Activity:
Reproduce, exactly as they appear, the line containing "# point at: boat wake (one per instance)" and every line after it, ending with the last line of the records.

Records to use:
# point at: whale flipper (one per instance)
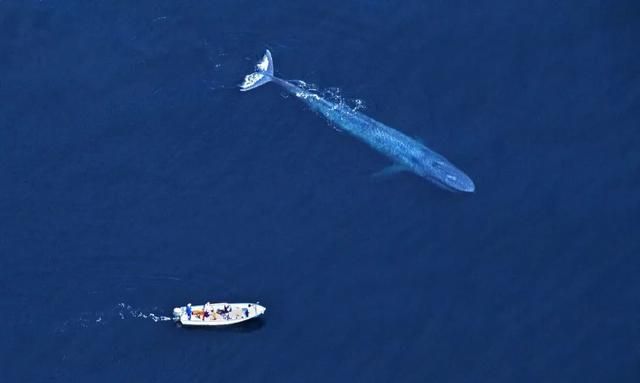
(262, 75)
(390, 170)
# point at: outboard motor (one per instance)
(177, 313)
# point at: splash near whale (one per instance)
(406, 153)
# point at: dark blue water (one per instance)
(134, 177)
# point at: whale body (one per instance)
(406, 153)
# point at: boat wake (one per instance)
(120, 312)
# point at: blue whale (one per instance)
(406, 153)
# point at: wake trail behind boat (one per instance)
(121, 311)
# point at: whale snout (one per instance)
(460, 182)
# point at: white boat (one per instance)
(217, 314)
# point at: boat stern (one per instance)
(177, 313)
(260, 309)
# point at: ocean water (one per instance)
(135, 177)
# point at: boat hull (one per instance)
(218, 314)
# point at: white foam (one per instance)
(251, 79)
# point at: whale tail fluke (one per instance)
(262, 75)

Expected answer:
# point at: boat wake (one per instance)
(120, 312)
# point at: blue whale (one per instance)
(406, 153)
# point at: wake trail behind boat (one per instance)
(121, 311)
# point at: whale snout (one per instance)
(460, 182)
# point at: white boat (one per instance)
(217, 314)
# point at: boat stern (one per instance)
(177, 313)
(260, 309)
# point at: ocean water (one per instance)
(135, 177)
# point at: boat hull (one per instance)
(218, 314)
# point at: white foam (one per instance)
(251, 79)
# point at: whale tail fluke (one per instance)
(262, 75)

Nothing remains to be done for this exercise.